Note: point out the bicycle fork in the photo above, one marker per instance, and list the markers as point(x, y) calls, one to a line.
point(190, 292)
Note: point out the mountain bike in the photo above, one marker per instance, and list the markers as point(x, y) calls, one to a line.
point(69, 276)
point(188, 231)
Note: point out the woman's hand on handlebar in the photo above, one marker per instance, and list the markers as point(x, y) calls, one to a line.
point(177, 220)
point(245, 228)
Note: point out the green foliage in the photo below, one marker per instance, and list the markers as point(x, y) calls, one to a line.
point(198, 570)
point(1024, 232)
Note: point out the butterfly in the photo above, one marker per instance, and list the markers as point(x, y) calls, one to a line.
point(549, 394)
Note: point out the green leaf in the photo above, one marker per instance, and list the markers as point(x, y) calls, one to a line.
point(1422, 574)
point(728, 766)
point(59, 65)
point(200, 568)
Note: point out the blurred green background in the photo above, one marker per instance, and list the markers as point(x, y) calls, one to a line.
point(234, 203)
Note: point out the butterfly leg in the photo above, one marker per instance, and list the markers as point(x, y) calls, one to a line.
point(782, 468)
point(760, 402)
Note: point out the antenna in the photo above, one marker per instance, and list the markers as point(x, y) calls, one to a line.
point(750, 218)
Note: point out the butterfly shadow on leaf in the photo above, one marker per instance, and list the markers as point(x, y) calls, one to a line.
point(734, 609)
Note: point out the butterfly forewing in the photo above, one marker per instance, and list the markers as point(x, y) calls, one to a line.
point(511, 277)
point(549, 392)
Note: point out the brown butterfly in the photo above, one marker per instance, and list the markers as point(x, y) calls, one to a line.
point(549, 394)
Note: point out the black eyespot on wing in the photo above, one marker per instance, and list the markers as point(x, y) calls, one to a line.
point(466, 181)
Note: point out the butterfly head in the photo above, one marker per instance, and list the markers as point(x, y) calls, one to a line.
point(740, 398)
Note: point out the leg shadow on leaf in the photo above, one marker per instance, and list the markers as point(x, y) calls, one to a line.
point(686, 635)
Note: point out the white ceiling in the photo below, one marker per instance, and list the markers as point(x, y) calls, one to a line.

- - - -

* _SHORT TASK_:
Reproduce verbatim every line of the listing from the line containing "Note: point out the butterfly head" through the end of the listing, inclusive.

* _TASK SOLUTION_:
Note: point out the butterfly head in the photo above, one marker per instance, and list the markers as point(x, y) calls, one to a line.
point(740, 398)
Note: point out the leg shadow on leaf in the photo above, one marker per instance, and list the markers as point(x, y) calls, one to a line.
point(686, 635)
Note: point out the white ceiling in the photo below, one marker per instance, and list the markers as point(x, y) calls, one to a line.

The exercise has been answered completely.